*INSTRUCTIONS TO FOLLOW*:
Take from the material every line that contains the word "hand".

*RECORDED INFORMATION*:
^^^^^^^^^^^^^^^^

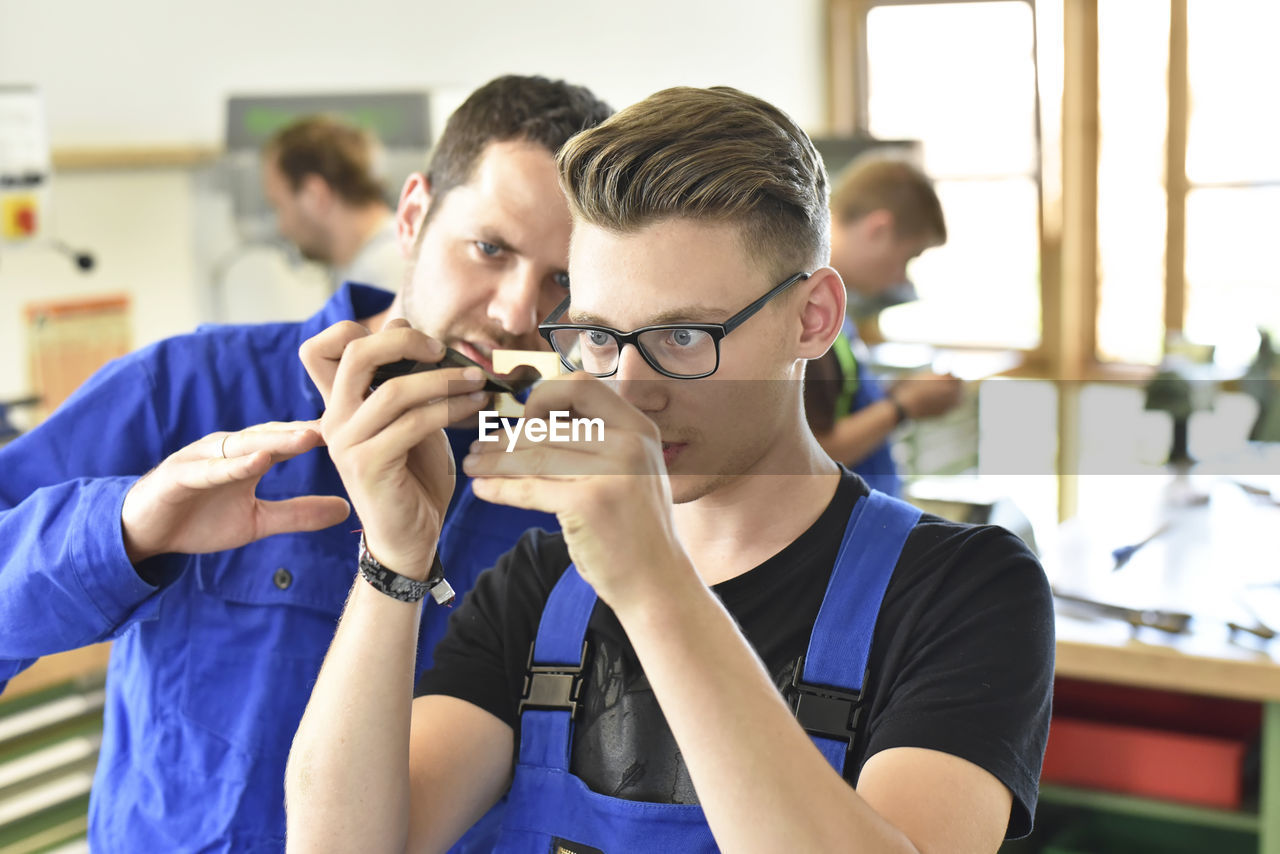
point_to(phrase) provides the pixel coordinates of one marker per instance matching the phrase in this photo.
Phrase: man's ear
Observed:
(822, 314)
(411, 211)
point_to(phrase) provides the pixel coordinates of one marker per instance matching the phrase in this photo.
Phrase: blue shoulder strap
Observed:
(545, 733)
(841, 639)
(839, 645)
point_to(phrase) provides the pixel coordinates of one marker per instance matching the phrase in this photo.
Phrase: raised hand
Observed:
(612, 497)
(389, 446)
(201, 497)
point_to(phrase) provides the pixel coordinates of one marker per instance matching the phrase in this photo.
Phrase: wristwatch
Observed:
(403, 588)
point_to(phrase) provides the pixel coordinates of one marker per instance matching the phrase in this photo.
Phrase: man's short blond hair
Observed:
(705, 154)
(878, 182)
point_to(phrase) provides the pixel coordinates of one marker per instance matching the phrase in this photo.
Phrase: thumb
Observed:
(304, 514)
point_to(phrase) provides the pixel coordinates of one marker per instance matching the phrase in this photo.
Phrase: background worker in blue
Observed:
(885, 213)
(703, 533)
(321, 178)
(219, 634)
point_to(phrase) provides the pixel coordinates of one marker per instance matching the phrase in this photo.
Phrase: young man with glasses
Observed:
(734, 643)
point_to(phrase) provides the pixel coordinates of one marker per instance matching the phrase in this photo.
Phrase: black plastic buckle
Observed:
(552, 686)
(830, 712)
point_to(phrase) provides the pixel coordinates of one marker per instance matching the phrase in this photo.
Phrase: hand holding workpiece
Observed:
(201, 498)
(608, 489)
(389, 444)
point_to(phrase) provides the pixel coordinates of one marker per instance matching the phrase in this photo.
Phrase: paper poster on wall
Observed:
(24, 163)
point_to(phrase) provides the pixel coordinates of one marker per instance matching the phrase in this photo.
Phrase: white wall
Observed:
(158, 72)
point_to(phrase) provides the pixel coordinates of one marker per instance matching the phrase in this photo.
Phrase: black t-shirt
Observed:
(961, 660)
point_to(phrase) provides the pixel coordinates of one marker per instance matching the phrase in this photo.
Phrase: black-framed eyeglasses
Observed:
(676, 350)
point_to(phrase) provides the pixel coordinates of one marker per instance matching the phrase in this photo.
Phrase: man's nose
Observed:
(515, 304)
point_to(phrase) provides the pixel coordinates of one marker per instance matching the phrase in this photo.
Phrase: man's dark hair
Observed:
(531, 109)
(343, 155)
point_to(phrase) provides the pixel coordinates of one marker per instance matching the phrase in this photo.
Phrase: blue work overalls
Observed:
(549, 809)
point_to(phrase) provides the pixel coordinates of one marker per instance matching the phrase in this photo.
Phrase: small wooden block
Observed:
(548, 365)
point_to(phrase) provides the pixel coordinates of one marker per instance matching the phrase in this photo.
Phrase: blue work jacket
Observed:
(210, 671)
(878, 469)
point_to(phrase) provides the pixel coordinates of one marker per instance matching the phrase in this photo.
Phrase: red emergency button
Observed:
(19, 217)
(24, 218)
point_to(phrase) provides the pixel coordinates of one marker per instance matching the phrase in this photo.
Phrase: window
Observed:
(1233, 173)
(960, 77)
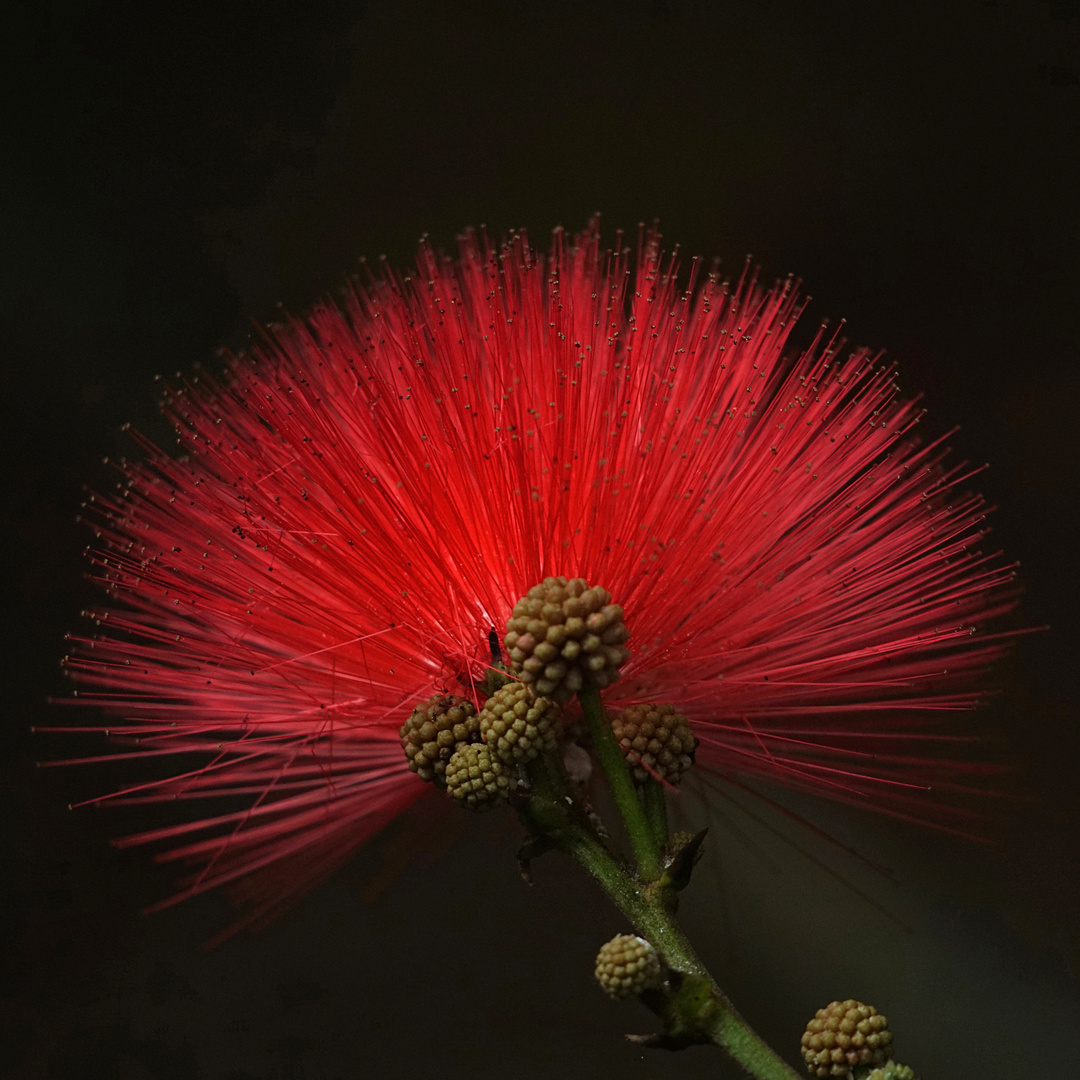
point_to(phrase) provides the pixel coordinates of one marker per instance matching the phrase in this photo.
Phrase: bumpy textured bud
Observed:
(892, 1071)
(625, 966)
(656, 741)
(842, 1035)
(564, 636)
(434, 731)
(517, 725)
(476, 778)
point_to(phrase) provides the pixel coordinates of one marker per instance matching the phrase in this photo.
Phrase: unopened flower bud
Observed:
(476, 778)
(656, 740)
(626, 966)
(434, 731)
(891, 1070)
(517, 725)
(564, 636)
(842, 1035)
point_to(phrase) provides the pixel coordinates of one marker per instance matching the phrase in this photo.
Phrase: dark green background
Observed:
(171, 173)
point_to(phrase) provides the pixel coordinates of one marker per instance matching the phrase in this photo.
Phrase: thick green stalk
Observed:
(712, 1018)
(622, 787)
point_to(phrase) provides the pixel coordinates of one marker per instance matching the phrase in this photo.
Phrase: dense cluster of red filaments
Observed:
(364, 498)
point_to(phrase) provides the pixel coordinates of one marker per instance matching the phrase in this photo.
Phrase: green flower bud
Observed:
(892, 1071)
(842, 1035)
(564, 636)
(656, 741)
(626, 966)
(517, 725)
(434, 731)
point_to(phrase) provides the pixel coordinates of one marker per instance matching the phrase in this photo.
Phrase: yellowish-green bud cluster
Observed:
(892, 1071)
(656, 741)
(842, 1035)
(626, 964)
(564, 636)
(434, 731)
(517, 725)
(476, 778)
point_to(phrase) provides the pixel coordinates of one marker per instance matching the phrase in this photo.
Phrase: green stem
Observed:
(622, 787)
(656, 810)
(715, 1020)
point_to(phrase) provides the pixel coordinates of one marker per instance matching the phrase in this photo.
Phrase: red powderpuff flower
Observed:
(361, 502)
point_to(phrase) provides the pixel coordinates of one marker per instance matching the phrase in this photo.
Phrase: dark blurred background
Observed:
(173, 172)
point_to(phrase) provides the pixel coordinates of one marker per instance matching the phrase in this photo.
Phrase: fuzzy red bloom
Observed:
(361, 502)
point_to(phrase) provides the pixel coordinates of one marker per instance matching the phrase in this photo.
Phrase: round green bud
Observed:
(476, 778)
(626, 966)
(517, 725)
(891, 1070)
(656, 740)
(842, 1035)
(564, 636)
(434, 731)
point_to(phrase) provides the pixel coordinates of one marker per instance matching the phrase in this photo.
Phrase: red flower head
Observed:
(365, 499)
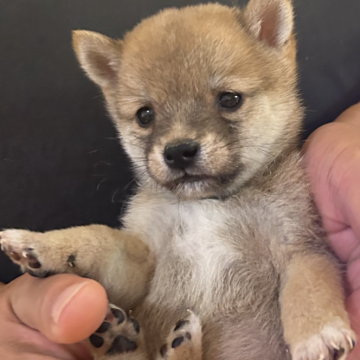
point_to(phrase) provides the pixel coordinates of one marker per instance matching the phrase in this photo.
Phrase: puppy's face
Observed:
(203, 97)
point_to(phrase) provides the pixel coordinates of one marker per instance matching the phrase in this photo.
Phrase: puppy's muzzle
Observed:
(182, 155)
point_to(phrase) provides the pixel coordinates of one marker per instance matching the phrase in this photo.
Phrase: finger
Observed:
(65, 308)
(351, 115)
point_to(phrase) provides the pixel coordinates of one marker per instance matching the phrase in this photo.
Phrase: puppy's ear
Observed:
(98, 55)
(270, 21)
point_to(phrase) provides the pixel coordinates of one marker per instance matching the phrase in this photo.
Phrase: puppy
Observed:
(222, 255)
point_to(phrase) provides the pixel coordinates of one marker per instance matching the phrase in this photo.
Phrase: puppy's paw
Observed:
(119, 335)
(333, 343)
(184, 341)
(34, 253)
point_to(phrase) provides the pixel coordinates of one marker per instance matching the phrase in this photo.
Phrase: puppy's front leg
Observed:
(316, 324)
(121, 262)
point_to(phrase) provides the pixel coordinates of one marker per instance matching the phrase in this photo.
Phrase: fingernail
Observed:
(64, 299)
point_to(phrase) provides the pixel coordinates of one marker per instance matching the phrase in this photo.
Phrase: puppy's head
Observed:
(203, 97)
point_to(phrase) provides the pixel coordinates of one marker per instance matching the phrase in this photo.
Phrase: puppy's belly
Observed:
(238, 308)
(225, 336)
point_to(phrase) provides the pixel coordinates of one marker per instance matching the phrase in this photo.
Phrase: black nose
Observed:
(182, 155)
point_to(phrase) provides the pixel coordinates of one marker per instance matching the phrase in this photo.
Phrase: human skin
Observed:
(333, 163)
(46, 319)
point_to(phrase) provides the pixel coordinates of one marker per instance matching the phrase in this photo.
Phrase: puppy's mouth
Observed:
(201, 185)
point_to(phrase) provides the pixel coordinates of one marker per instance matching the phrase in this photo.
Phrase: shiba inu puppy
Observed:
(222, 254)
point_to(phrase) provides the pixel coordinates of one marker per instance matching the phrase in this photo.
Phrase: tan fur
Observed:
(241, 246)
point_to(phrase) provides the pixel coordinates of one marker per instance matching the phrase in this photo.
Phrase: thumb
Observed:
(65, 308)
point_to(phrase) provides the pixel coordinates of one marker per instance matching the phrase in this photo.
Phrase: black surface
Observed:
(60, 164)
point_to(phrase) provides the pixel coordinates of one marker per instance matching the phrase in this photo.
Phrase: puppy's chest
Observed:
(204, 261)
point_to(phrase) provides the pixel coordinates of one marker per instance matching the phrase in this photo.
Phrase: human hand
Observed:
(333, 161)
(48, 318)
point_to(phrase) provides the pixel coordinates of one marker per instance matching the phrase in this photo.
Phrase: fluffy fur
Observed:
(235, 238)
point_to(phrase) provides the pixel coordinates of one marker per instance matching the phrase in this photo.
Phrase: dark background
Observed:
(60, 163)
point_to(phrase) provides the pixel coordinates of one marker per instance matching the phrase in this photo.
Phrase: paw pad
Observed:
(119, 333)
(186, 335)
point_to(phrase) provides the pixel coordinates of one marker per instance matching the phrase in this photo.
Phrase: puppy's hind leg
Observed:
(184, 341)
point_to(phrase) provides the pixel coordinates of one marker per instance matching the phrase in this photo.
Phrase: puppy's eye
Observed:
(145, 116)
(229, 101)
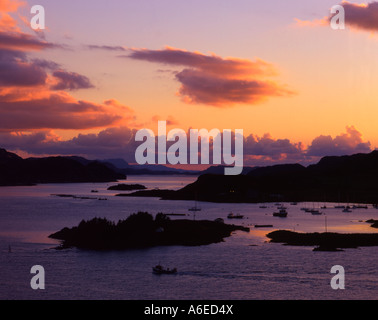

^^^^^^^^^^^^^^^^

*ANSWER TO THE EXERCISE*:
Phrase: raised hand
Phrase: hand holding workpiece
Phrase: human hand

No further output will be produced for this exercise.